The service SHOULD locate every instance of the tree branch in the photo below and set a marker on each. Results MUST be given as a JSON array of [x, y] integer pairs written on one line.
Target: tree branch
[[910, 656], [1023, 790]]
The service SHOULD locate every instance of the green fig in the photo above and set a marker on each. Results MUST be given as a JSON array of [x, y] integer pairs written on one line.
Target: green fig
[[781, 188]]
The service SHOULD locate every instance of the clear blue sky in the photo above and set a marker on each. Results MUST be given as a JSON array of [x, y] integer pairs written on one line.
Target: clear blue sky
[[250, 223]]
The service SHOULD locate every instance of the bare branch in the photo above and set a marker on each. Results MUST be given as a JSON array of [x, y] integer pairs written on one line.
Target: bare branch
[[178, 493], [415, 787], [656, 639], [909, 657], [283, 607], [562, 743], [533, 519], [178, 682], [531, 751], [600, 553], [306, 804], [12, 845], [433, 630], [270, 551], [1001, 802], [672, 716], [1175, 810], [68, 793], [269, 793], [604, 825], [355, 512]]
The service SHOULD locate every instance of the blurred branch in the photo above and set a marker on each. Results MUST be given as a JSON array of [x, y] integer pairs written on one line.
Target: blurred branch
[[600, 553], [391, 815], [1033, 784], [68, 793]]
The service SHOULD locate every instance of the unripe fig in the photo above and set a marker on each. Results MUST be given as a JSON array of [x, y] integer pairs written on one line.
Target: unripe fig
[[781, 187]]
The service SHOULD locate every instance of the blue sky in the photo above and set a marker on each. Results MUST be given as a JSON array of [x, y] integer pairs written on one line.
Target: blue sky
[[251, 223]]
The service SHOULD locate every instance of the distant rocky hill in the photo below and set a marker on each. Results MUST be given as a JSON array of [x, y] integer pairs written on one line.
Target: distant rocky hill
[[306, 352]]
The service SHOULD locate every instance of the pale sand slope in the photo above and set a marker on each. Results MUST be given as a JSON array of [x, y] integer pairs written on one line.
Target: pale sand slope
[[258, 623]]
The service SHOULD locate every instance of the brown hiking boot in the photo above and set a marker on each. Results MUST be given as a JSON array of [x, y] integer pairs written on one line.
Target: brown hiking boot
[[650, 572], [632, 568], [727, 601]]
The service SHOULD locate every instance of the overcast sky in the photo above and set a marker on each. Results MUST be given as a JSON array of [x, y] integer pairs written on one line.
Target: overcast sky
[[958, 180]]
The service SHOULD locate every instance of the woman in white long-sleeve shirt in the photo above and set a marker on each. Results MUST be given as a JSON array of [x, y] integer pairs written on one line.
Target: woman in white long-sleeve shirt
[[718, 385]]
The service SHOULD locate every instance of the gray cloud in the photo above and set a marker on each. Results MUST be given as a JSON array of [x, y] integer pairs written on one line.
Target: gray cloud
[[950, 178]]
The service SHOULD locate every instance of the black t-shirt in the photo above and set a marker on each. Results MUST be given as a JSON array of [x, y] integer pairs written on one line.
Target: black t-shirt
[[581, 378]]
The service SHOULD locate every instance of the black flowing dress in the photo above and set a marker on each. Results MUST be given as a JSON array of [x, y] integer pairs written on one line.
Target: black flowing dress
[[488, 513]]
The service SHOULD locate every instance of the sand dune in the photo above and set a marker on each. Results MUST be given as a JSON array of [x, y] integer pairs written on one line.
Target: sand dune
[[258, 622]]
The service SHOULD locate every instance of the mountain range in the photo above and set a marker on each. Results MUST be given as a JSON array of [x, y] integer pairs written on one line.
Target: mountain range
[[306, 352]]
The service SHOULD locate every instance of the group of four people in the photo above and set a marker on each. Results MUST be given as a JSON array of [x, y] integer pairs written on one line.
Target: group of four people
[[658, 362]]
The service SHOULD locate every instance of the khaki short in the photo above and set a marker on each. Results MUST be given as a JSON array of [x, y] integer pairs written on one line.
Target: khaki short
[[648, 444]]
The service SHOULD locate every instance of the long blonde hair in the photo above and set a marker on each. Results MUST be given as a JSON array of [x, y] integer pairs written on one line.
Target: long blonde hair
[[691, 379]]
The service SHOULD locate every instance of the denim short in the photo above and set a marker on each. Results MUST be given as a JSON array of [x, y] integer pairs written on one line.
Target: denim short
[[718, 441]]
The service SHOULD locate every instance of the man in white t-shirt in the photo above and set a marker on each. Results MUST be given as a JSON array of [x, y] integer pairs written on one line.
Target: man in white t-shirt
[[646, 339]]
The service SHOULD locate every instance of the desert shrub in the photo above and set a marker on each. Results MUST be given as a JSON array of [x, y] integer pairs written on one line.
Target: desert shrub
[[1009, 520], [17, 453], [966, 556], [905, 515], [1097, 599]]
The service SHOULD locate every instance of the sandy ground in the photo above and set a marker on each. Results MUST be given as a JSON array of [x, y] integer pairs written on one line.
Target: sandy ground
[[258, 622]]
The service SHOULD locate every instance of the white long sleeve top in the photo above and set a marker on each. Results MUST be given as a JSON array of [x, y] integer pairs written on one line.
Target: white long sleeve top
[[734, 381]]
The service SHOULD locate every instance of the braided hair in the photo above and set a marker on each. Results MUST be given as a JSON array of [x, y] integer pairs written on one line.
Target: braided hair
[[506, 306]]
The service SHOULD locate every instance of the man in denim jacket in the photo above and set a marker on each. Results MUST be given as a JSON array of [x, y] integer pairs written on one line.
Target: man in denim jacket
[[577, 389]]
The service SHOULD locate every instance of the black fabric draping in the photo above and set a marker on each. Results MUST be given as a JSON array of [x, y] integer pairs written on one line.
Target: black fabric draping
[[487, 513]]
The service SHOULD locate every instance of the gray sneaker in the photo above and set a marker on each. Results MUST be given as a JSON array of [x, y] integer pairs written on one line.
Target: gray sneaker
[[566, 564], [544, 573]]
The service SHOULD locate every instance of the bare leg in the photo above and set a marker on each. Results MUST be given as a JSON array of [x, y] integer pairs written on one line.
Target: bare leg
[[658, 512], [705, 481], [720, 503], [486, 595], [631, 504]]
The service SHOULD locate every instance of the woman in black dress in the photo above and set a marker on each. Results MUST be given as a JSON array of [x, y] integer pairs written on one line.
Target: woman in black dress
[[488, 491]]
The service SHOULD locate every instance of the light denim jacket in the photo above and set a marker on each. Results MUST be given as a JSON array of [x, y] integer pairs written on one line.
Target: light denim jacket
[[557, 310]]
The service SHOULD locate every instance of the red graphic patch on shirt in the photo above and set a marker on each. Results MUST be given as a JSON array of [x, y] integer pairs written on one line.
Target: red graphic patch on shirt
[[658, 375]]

* * *

■ YOUR TASK: Report, with no additional words, how many lines in the records above contain the word "below".

■ OUTPUT FOR THIS TASK: 2